**What is expected**
The answer is to be the data below, written out in full and exactly.
.....
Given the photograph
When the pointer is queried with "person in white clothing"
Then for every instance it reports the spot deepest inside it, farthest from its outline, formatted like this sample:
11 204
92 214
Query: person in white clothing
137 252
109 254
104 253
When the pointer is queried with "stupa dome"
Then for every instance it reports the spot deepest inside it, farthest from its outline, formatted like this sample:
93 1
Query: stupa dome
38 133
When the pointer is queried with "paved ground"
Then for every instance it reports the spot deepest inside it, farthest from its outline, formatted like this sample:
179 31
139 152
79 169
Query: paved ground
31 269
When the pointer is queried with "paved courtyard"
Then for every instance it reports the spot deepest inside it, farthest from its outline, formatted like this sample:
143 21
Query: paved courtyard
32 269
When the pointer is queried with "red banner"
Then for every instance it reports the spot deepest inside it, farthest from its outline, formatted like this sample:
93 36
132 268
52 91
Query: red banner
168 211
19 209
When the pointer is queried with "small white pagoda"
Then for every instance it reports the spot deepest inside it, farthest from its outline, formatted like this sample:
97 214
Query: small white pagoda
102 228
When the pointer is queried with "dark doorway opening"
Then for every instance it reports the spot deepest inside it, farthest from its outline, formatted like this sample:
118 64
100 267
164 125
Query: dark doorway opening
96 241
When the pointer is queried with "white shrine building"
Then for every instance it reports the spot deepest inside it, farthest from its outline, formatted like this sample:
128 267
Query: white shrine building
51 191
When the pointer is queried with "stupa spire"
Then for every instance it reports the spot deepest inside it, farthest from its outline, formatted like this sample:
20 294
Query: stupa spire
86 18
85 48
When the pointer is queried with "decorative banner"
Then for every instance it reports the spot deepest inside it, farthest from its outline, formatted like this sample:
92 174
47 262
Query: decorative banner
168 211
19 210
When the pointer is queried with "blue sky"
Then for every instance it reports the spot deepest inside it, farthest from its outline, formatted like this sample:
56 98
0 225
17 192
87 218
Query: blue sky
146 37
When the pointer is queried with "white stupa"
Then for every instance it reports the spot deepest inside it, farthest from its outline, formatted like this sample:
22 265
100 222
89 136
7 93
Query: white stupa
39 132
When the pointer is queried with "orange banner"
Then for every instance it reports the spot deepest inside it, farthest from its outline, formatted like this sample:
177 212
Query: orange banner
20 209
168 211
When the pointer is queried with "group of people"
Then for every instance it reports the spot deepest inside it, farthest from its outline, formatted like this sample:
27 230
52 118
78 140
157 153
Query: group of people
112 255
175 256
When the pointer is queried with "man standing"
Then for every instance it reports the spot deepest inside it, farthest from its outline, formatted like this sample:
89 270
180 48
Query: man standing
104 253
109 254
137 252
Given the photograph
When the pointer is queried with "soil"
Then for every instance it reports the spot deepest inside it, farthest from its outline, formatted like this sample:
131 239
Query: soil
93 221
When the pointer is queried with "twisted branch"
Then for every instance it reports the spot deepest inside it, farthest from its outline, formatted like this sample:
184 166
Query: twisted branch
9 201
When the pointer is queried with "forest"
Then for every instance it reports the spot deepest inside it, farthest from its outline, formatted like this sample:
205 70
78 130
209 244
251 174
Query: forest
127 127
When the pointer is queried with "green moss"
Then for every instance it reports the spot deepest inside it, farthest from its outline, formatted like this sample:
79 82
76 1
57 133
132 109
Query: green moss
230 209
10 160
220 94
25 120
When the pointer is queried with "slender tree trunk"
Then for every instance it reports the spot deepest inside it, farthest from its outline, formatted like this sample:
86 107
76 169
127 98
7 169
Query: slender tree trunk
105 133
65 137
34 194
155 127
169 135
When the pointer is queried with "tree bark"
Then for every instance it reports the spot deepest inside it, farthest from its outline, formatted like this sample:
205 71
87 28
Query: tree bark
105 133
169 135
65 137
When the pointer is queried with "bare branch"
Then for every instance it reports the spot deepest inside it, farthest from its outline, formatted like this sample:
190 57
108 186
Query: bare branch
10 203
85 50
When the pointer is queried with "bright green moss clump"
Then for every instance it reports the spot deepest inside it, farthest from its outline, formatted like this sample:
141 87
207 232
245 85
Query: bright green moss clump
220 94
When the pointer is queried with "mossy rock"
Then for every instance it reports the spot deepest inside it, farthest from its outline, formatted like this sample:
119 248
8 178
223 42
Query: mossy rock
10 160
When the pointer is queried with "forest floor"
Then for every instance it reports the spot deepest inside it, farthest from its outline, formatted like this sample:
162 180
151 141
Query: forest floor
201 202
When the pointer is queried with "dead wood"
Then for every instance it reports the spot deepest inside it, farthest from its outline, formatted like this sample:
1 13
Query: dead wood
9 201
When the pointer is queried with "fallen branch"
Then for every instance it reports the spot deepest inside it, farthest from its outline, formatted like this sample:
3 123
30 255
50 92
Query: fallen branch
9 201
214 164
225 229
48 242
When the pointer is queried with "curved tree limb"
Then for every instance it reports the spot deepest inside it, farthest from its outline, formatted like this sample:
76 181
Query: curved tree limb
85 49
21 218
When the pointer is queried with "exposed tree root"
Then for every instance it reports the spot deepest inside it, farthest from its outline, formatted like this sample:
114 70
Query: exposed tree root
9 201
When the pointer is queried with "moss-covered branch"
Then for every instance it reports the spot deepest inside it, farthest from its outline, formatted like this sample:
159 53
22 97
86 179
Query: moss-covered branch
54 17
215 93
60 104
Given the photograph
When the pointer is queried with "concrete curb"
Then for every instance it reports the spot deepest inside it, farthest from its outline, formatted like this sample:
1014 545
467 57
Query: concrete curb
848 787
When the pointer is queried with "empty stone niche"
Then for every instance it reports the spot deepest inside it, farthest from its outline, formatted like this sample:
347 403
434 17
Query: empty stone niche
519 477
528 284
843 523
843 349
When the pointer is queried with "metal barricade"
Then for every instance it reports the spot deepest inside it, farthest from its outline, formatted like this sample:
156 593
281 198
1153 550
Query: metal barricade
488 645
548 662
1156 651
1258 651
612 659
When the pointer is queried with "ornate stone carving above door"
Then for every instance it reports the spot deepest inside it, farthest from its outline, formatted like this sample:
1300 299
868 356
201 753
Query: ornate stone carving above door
.....
**Written solution**
Given the photograph
When the pointer is queried with "person in white clothing"
Then for every instance it reports the spot deepest inside it, farthest from its outline, formatted like this sample:
11 204
92 214
Query: person in white clothing
137 252
109 254
104 253
When the pointer is queried with "stupa dome"
Then for every instance it reports the spot deepest inside it, farthest from its outline, formatted like this sample:
93 1
Query: stupa dome
38 133
When the pointer is queried with "paved ground"
Then for every instance it reports the spot deepest inside it, farthest from its outline, formatted like this sample:
179 31
139 152
79 169
Query: paved ground
31 269
When the pointer is queried with "paved courtyard"
Then for every instance it reports the spot deepest inside it, farthest from its outline, formatted like this sample:
143 21
Query: paved courtyard
32 269
When the pointer is queried with "red banner"
Then for every instance it reports the spot deepest inside it, farthest from its outline, formatted like this sample:
93 36
132 268
52 91
Query: red banner
168 211
19 209
When the pointer is queried with "small white pagoda"
Then for every instance it reports the spot deepest inside it, farthest from its outline, formatted like this sample:
97 214
Query: small white pagoda
102 228
When the pointer is queried with "dark doorway opening"
Then for every instance it reports the spot deepest inside it, farthest from its outline, formatted like this sample:
118 64
100 267
164 125
Query: dark doorway opening
96 241
When the pointer is queried with "white shrine building"
Then for every instance it reports the spot deepest inside it, farthest from its outline, formatted like this sample:
128 267
Query: white shrine building
51 191
When the pointer is queried with "stupa spire"
Then for every instance it reports the spot deepest inside it, farthest from its outline, formatted like this sample:
20 294
Query: stupa spire
86 18
85 48
When the pointer is queried with "decorative banner"
Then for every instance it reports the spot deepest inside it, farthest from its outline, formatted like this sample:
92 174
47 262
Query: decorative banner
168 211
19 210
When the pointer is queried with "blue sky"
Then for every instance it reports the spot deepest inside it, farthest from its outline, formatted like this sample:
56 98
0 225
17 192
87 218
Query: blue sky
146 37
When the pointer is queried with "white stupa"
Then for every instance it reports the spot deepest inside it, farthest from its outline, formatted like this sample:
22 265
100 222
89 136
7 93
Query: white stupa
39 132
When the pointer is queried with "orange banner"
Then for every instance it reports the spot deepest inside it, farthest from its outline, formatted like this sample:
177 212
Query: orange banner
20 209
168 211
When the pointer is queried with "group of people"
Then for every instance it reports the spot deepest inside it, farthest from its outline, formatted like this sample:
27 230
52 118
78 140
157 153
Query: group of people
112 255
175 256
When the pointer is queried with "man standing"
Then for every instance it reports the spot deepest inside it, farthest from its outline, formatted like this sample:
89 270
180 48
Query: man standing
104 253
109 254
137 252
Given the photograph
When the pointer is queried with "soil"
Then for every instance it reports the spot deepest inside it, farthest from its outline, formatted like this sample:
131 239
Query: soil
93 221
When the pointer is queried with "twisted branch"
Then for every instance it reports the spot deepest inside it, farthest from its outline, formatted like this sample:
184 166
Query: twisted branch
9 201
When the pointer is queried with "forest"
Then for every instance it reports the spot deepest inside it, farthest from its outline, formatted like this sample:
205 70
78 130
209 244
251 174
Query: forest
127 127
When the pointer is queried with "green moss"
Then for every instance it reports the spot deepest inside it, farthest from its outline, formatted like this sample:
79 82
76 1
57 133
132 109
Query: green moss
230 209
10 160
220 94
25 120
When the pointer is queried with "slender tree trunk"
Then for every instance it reports the spot deepest inside it, farthest from its outline, formatted like this sample:
86 107
76 169
127 98
7 169
Query: slender tree trunk
105 133
65 137
34 194
155 127
169 135
When the pointer is queried with "tree bark"
Then for every instance it reports the spot deepest inside it, farthest from its outline, formatted like this sample:
205 71
87 28
Query: tree bark
105 133
169 135
65 137
When the pointer is queried with "bare branch"
Then for every instance it reports the spot deepest inside it, farthest from its outline, formatted like this sample:
190 57
108 186
Query: bare branch
10 203
85 50
When the pointer is queried with "bright green moss clump"
Then for every instance it reports the spot deepest inside it, farthest from its outline, formatted like this sample:
141 87
207 232
245 85
Query: bright green moss clump
220 94
When the pointer is queried with "mossy rock"
Then for every instance it reports the spot deepest inside it, farthest from its outline, formatted like this sample:
119 248
8 178
223 42
Query: mossy rock
10 160
When the pointer is queried with "forest floor"
Then for every instance it reports the spot deepest inside it, farthest from its outline, formatted like this sample:
162 180
151 141
Query: forest floor
201 202
When the pointer is queried with "dead wood"
Then for every instance it reports the spot deepest inside it, farthest from its outline, formatted like this sample:
1 13
Query: dead wood
9 201
When the pointer is queried with "fallen branch"
Then for every instance it reports the spot deepest inside it, farthest from its outline, formatted like this sample:
3 123
30 255
50 92
Query: fallen branch
9 201
214 164
225 229
48 242
When the pointer is queried with "curved tree limb"
Then for every instance it reports the spot deepest inside it, farthest from its outline, formatted like this sample:
76 181
Query: curved tree limb
85 49
21 218
When the pointer is queried with "exposed tree root"
Then for every instance it reports the spot deepest inside it, farthest from its outline, formatted like this sample:
114 70
Query: exposed tree root
9 201
When the pointer is queried with "moss-covered branch"
Then for every instance it reports the spot deepest inside it, farthest from its outline, formatted like this sample:
159 53
22 97
86 179
Query: moss-covered branch
54 17
215 93
60 104
Given the photograph
When the pointer is queried with "concrete curb"
Then for every instance it reports the spot deepest inside it, farthest from its outline, formatted like this sample:
1014 545
467 57
Query: concrete curb
848 787
When the pointer is queried with "empty stone niche"
Then for every instance it reports the spot deepest inside it, farthest from its outline, formatted like this sample:
347 403
434 17
Query: empty stone niche
519 477
528 284
843 523
843 349
When the pointer is queried with "metal barricade"
Then for every instance it reports the spot deepest inside it, farthest from its outline, formatted like this sample:
156 593
281 198
1153 550
Query: metal barricade
488 645
548 662
1156 651
1258 651
612 659
When the pointer is queried with "ornate stone carving above door"
Then for every instance it reports the spot deepest inside it, farthest from its outline, formatted like this sample:
1300 299
868 356
201 753
Query: ornate stone carving above door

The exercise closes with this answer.